*What to do*:
Please convert every one of the entries below into a numbered list, leaving out any blank lines.

*Dataset entries*:

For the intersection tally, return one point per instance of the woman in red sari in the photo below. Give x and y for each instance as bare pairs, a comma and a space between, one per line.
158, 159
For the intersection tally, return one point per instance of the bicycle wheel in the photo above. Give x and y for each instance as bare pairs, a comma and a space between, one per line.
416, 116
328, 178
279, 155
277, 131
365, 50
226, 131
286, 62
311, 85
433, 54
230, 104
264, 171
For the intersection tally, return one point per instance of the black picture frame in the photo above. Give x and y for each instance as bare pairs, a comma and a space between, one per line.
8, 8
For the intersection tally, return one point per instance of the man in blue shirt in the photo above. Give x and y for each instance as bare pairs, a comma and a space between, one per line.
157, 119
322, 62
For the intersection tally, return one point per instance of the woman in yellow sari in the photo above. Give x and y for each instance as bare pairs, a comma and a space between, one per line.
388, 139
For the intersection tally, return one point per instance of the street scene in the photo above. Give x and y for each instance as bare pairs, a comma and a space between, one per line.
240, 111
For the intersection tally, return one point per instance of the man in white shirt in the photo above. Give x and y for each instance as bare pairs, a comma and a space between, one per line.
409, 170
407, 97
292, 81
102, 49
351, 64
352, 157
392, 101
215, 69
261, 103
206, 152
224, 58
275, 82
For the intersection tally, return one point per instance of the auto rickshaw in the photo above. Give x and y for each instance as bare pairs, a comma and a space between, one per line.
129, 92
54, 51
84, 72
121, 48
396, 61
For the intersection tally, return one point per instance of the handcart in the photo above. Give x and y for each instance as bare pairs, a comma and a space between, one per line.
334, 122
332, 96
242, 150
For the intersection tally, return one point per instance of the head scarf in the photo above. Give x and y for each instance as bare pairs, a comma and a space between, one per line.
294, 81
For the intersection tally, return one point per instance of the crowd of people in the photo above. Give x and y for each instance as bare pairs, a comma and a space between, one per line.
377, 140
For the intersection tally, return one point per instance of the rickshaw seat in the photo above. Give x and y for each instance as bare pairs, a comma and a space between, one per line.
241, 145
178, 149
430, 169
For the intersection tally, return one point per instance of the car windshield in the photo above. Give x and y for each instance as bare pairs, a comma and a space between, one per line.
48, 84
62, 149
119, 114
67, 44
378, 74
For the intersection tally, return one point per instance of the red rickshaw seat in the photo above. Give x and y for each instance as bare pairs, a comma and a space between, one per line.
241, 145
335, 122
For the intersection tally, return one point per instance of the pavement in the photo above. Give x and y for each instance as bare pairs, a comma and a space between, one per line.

*The result*:
1. For the intersection tally, return one point per instance of the woman in red sari in the photo below. Give x and y for each instance as bare pairs, a comma and a space between, one per line.
2. 158, 159
3. For the intersection tally, return one point per instance of the bicycle wheel in the photo above. Give x and y for each instance as bare pairs, a comma and a space between, one per line.
4. 416, 116
5. 328, 178
6. 279, 155
7. 277, 131
8. 365, 50
9. 226, 131
10. 286, 62
11. 311, 85
12. 433, 54
13. 230, 104
14. 264, 171
15. For the intersection tally, return one point per instance of the black picture frame in the photo above. Give x and y for each instance as bare pairs, a comma and a space between, one per line.
16. 8, 8
17. For the intersection tally, return one point per instance of the man in blue shirt in the photo above. Give x and y for each instance as bare pairs, a comma and a space between, one per line.
18. 157, 119
19. 322, 62
20. For the intersection tally, return one point per instance of the woman in yellow sari in the photo above. Give x and y for each instance as bare pairs, a comma and a space between, one per line.
21. 388, 139
22. For the intersection tally, return one point per instance of the street scene in the photo above. Give x and y for each instance as bare pairs, a comma and a space between, one per line.
23. 240, 111
24. For the intersection tally, return one point per instance of the man in white shirt in the photo above. Give x and y for each instance as bare pairs, a comma and a space between, one per line.
25. 409, 170
26. 407, 97
27. 292, 81
28. 102, 49
29. 351, 64
30. 352, 157
31. 392, 101
32. 215, 69
33. 261, 103
34. 206, 152
35. 224, 58
36. 275, 82
37. For the intersection tally, return one point per instance of the auto rickshaw in the photo above. Give x and y for each instance as bare pairs, a comma and a space between, one per line.
38. 129, 92
39. 54, 51
40. 84, 72
41. 121, 48
42. 396, 61
43. For the intersection tally, return one point per instance of the handcart in the photo above. Give x and y for each instance as bare pairs, a comma and a space between, one per line.
44. 334, 122
45. 332, 96
46. 242, 150
47. For the intersection tally, return one point per instance of the head scarf in the photo above. Give x and y for each instance as bare pairs, a comma and a space between, one per line.
48. 294, 81
49. For the intersection tally, return one point per instance of the crowd of people in the photo above. Give x and y for each instance as bare pairs, a comma and a space between, one per line.
50. 377, 140
51. For the intersection tally, return one point per instance of the rickshaw seat in the photo above. Give x and y for each instance as bare pairs, a comma and a space between, one per line.
52. 241, 145
53. 178, 149
54. 430, 169
55. For the intersection tally, return one point per instance of the car windshield in the photo above. Give x and y for each instance as bare pairs, a comma and a space between, one per line.
56. 48, 84
57. 62, 149
58. 119, 114
59. 67, 44
60. 378, 74
61. For the intersection tally, return one point per instance of the red rickshaw seat in the photo above. Give x and y for each instance as bare pairs, a comma and a space between, one per line.
62. 241, 145
63. 335, 122
64. For the intersection tally, return one point per instance of the pavement in the photo above. Give x and y for each instance as bare pairs, a comma and a space between, one per line.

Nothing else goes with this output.